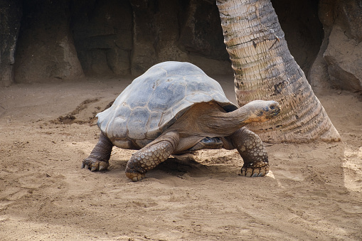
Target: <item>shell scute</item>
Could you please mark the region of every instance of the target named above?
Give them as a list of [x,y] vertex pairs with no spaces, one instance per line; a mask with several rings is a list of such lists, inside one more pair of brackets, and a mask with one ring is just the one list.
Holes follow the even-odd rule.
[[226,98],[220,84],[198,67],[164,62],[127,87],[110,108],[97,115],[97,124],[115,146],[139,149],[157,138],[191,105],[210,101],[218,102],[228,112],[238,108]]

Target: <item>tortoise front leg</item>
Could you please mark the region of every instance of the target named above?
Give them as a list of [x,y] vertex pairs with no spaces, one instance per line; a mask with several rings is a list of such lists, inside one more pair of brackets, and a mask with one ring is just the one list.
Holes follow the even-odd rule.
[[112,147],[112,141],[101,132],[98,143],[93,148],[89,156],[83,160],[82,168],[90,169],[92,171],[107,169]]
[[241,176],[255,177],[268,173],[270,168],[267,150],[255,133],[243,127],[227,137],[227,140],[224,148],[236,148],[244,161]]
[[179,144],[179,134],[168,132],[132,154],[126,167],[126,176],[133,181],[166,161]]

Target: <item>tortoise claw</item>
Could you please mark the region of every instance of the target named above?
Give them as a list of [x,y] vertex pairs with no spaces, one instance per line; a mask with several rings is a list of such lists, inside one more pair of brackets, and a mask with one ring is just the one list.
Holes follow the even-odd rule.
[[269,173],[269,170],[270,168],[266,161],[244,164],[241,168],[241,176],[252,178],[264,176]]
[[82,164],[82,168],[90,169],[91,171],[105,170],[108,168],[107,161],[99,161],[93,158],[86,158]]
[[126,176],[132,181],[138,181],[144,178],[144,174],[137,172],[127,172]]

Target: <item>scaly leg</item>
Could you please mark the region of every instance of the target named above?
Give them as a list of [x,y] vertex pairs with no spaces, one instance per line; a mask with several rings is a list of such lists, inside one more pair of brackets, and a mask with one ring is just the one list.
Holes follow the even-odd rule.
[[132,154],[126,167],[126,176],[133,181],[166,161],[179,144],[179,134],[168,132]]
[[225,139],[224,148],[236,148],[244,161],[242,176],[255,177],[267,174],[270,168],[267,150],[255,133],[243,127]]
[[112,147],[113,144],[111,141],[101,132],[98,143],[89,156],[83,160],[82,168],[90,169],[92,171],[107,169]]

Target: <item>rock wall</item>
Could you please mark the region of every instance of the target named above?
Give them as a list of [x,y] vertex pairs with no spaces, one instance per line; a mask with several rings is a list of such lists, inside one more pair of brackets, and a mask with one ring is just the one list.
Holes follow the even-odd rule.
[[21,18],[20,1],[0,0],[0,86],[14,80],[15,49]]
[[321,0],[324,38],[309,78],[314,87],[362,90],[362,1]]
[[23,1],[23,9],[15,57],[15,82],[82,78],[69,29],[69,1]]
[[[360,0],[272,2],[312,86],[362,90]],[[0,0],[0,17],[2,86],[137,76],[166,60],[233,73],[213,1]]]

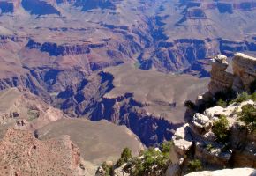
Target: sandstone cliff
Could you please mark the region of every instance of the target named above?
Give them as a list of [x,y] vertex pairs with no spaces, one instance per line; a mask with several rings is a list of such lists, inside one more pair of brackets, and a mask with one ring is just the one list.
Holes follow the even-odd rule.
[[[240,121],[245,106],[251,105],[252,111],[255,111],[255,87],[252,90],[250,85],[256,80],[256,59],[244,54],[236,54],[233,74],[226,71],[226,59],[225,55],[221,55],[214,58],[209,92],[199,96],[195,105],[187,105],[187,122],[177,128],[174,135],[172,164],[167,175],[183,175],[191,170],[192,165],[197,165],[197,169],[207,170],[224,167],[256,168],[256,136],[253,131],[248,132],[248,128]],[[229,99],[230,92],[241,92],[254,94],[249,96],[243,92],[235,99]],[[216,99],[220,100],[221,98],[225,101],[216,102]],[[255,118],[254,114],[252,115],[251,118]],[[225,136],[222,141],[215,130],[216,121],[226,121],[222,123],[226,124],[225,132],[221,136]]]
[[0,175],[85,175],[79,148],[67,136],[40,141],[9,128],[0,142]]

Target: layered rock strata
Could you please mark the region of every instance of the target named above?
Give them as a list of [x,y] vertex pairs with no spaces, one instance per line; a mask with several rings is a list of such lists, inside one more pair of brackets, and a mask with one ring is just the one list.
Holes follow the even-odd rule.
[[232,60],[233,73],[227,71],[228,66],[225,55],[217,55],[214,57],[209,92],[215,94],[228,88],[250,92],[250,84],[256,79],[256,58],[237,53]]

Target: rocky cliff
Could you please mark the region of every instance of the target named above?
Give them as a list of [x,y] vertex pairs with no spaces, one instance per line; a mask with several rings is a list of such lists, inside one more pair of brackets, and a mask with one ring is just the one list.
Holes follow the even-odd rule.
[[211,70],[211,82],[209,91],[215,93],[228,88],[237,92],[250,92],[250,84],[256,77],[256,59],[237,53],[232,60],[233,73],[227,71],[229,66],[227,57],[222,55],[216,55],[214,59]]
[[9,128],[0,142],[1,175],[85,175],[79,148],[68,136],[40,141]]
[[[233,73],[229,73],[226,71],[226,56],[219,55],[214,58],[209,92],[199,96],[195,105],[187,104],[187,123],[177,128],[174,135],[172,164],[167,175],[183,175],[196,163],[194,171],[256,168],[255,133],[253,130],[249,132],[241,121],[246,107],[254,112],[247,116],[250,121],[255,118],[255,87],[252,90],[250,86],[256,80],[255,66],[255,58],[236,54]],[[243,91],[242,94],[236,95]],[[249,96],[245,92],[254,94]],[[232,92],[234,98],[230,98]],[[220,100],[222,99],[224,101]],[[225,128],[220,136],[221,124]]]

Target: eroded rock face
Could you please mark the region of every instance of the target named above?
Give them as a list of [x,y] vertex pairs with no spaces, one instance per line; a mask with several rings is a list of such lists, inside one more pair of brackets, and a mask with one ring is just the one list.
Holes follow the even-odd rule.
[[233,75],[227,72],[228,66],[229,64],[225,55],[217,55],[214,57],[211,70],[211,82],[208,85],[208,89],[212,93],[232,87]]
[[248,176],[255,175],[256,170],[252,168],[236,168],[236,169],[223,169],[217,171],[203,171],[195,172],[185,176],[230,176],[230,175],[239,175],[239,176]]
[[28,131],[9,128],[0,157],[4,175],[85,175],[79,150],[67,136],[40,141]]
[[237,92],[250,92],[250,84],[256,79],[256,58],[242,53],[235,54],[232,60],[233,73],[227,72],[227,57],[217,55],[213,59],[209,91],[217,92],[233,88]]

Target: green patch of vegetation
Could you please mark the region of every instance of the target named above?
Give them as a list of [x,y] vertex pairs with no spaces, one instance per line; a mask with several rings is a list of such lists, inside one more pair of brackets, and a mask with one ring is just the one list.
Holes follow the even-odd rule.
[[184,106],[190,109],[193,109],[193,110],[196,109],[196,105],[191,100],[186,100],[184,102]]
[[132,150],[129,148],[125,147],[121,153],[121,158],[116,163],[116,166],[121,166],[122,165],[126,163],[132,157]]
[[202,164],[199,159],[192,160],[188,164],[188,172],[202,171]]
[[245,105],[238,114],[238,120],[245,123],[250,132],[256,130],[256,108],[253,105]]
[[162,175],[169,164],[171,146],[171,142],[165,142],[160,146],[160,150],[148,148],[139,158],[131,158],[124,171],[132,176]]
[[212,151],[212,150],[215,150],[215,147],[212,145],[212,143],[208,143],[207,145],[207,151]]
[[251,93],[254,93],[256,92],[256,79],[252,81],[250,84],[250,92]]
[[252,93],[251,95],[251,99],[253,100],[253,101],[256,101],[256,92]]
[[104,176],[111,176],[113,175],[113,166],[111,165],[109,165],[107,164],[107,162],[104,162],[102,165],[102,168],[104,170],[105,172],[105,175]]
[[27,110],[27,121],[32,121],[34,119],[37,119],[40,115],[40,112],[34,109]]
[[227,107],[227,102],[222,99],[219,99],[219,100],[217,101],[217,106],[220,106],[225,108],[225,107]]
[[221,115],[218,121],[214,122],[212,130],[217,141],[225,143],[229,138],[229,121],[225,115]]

******

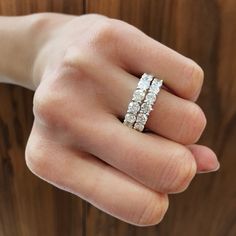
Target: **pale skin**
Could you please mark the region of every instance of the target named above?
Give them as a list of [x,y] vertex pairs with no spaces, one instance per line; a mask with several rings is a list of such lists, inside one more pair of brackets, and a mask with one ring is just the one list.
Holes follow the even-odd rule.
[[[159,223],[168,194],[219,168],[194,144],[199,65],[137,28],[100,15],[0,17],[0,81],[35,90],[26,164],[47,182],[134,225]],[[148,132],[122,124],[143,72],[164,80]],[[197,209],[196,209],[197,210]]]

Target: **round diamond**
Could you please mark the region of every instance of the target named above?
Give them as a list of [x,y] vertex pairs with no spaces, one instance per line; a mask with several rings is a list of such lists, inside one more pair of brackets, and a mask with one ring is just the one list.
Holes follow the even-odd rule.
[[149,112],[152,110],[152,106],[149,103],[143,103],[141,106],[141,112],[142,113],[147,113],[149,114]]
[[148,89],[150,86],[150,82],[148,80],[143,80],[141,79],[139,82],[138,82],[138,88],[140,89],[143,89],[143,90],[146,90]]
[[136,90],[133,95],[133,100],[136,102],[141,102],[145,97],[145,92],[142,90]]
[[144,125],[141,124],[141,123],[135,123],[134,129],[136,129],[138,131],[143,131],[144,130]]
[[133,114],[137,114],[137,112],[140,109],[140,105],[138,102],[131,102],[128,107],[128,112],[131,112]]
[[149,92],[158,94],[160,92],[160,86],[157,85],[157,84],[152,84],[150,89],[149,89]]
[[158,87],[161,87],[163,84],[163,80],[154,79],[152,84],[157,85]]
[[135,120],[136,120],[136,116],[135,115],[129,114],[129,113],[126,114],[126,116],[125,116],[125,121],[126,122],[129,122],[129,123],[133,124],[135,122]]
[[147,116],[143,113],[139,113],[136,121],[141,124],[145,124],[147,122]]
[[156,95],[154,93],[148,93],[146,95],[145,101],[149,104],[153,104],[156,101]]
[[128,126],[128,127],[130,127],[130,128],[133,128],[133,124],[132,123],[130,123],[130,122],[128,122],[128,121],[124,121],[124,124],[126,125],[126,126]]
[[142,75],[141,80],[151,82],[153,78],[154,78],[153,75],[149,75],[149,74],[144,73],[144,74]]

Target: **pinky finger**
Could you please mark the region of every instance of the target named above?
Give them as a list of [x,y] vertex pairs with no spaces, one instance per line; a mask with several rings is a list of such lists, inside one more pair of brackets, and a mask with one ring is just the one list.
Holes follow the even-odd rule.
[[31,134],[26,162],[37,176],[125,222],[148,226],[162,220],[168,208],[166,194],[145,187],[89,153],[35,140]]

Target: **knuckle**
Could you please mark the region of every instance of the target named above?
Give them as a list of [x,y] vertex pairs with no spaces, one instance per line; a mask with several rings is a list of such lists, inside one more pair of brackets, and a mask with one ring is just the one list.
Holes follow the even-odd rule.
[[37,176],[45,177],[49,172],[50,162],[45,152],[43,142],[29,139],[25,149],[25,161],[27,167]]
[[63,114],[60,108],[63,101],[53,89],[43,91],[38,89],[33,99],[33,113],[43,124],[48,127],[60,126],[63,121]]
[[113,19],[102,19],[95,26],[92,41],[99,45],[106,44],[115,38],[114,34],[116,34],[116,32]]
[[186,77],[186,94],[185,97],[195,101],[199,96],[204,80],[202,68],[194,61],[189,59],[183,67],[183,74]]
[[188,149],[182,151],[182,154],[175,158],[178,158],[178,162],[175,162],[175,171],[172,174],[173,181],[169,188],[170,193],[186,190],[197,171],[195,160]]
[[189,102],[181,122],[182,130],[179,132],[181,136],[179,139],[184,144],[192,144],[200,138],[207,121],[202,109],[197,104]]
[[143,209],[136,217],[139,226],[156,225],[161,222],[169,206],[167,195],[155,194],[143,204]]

******

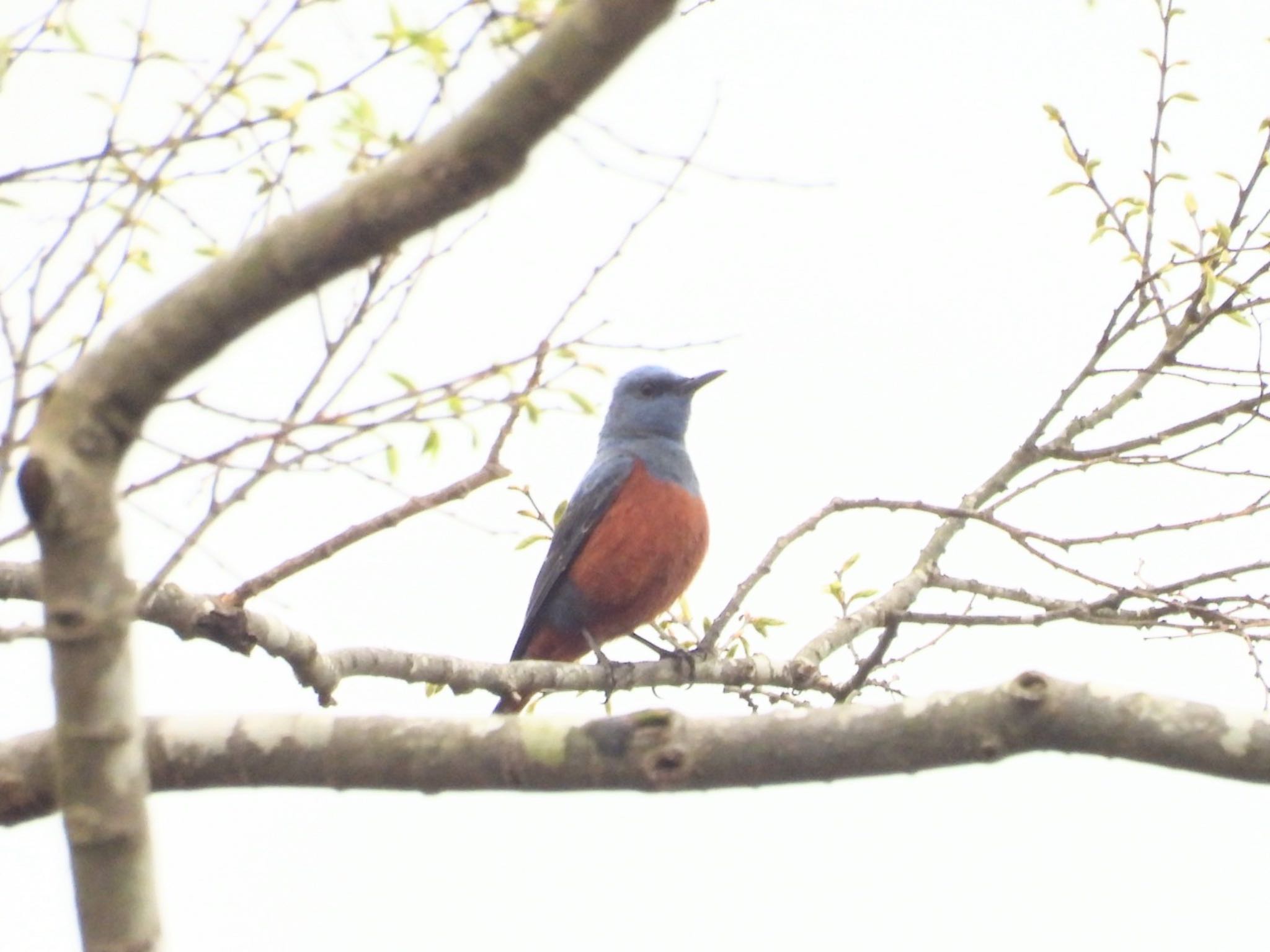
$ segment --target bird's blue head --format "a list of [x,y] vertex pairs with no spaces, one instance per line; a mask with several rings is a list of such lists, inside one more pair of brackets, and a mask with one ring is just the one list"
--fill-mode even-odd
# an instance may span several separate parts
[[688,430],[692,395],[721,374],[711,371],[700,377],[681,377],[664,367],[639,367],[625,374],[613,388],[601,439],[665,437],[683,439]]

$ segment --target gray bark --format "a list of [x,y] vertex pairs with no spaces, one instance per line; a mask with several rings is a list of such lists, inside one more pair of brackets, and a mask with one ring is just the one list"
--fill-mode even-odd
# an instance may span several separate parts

******

**EXERCISE INSTRUCTIONS**. From the rows above, list each line that contains the word "cliff", copying the lines in full.

**RESPONSE TO THE TASK**.
Target: sandstone cliff
Target: rocky cliff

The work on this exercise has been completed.